• _Problem requirements_
Copy, exactly and without additions, every line in the records below from the one holding "as [[435, 8]]." through the one holding "as [[53, 75]].", both ends included.

• _Data provided_
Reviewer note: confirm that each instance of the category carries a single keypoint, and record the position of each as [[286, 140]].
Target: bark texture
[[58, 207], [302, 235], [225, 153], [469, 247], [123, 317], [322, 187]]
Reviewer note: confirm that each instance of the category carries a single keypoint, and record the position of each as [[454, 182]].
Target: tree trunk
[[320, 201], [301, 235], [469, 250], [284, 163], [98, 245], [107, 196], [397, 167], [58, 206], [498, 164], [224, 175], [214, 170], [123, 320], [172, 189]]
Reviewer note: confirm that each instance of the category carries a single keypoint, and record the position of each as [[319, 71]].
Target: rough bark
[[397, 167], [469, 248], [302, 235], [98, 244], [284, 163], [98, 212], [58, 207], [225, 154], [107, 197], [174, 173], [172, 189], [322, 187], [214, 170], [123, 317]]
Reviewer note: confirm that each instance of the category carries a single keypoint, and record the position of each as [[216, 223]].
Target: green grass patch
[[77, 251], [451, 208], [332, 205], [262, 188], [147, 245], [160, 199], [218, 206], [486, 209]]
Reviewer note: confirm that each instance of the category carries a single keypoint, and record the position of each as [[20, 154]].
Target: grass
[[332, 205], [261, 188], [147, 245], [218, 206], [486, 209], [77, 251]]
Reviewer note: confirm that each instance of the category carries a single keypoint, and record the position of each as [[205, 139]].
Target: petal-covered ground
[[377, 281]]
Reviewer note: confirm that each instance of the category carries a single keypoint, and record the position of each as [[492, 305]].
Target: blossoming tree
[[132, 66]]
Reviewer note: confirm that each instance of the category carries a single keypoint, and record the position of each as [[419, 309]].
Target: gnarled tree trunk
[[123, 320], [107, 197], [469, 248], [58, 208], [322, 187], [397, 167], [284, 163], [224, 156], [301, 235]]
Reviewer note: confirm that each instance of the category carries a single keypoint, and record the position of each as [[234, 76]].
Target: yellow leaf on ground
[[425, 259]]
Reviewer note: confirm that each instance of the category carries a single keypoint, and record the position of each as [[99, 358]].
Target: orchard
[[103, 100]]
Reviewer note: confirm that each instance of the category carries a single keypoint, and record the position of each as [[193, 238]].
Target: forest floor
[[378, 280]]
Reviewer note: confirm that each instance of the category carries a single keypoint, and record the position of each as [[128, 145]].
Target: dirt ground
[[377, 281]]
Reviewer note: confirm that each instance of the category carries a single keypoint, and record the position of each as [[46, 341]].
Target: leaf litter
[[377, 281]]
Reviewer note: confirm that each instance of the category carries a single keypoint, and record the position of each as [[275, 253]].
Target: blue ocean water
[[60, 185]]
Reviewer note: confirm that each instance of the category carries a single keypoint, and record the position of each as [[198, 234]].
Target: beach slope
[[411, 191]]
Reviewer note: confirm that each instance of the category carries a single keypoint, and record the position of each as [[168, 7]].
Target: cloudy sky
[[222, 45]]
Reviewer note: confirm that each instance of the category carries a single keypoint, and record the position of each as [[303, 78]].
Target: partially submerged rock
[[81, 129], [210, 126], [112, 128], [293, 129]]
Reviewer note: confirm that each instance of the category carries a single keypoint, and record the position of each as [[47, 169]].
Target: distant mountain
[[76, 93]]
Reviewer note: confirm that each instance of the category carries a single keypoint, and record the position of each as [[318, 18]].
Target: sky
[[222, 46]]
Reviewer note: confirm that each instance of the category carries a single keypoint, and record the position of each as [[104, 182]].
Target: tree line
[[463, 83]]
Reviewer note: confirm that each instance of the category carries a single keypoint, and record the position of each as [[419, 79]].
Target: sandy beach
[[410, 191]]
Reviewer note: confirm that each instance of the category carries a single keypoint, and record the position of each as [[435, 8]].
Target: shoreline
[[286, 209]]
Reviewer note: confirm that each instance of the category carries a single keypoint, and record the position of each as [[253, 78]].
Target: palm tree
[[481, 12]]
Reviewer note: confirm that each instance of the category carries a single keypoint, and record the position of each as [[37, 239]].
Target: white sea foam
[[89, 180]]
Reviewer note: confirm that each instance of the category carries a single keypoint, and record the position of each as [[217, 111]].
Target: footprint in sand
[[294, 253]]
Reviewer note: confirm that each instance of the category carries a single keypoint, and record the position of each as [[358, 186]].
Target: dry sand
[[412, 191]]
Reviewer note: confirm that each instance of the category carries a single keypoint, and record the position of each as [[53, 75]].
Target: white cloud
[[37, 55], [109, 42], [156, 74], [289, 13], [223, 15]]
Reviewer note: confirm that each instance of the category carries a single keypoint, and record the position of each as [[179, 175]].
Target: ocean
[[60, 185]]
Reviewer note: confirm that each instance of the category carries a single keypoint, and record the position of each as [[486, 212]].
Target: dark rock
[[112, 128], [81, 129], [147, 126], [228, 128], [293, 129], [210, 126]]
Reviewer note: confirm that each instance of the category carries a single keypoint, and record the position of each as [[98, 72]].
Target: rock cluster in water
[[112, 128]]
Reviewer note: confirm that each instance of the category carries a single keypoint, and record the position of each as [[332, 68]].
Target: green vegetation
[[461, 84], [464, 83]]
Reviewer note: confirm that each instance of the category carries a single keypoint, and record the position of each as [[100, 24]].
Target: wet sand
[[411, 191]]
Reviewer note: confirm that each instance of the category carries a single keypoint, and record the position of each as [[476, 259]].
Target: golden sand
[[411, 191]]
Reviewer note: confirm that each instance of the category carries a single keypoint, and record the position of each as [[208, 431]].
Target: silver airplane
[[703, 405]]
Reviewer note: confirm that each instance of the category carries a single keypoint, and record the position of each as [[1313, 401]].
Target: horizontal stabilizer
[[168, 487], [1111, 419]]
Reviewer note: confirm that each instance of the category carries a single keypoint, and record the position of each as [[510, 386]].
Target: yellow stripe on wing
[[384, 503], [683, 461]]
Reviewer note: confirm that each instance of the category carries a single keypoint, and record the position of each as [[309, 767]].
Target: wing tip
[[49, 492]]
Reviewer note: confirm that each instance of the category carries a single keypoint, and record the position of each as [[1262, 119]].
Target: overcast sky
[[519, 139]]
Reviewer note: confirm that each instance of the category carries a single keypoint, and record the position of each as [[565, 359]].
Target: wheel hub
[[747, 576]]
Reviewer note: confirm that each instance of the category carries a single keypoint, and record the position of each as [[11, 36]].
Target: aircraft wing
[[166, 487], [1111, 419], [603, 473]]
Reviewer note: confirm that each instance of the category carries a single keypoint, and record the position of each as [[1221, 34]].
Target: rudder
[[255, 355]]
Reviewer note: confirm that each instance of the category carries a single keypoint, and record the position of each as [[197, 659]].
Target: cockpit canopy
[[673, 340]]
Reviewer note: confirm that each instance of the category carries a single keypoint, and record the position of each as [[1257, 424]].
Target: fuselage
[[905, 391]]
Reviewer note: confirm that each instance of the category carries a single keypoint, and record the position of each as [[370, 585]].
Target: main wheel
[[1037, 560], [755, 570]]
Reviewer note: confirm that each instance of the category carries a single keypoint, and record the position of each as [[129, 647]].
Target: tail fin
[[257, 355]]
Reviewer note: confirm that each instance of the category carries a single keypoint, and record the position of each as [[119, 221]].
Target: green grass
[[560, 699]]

• _Result below_
Reviewer note: confirm that each instance of the category carries a single keypoint, and record the position of each as [[435, 8]].
Target: shoreline
[[286, 209]]
Reviewer note: confirm that each instance of the category carries a single keypoint, and record the position of each as [[253, 78]].
Target: palm tree
[[481, 12]]
Reviewer note: confirm that each instance of the category carries a single keypoint, and record the position of each as [[37, 239]].
Target: white sea foam
[[89, 180]]
Reviewer note: confirm that each instance of the category carries a single keypoint, and record the position of each as [[217, 111]].
Target: footprint in sand
[[294, 253]]
Reviewer note: confirm that each instance of the category carries a single keypoint, and record the position of each as [[358, 186]].
Target: dry sand
[[412, 191]]
Reviewer note: confirm that each instance of the category carries a single keypoint, and record the position of each as [[53, 75]].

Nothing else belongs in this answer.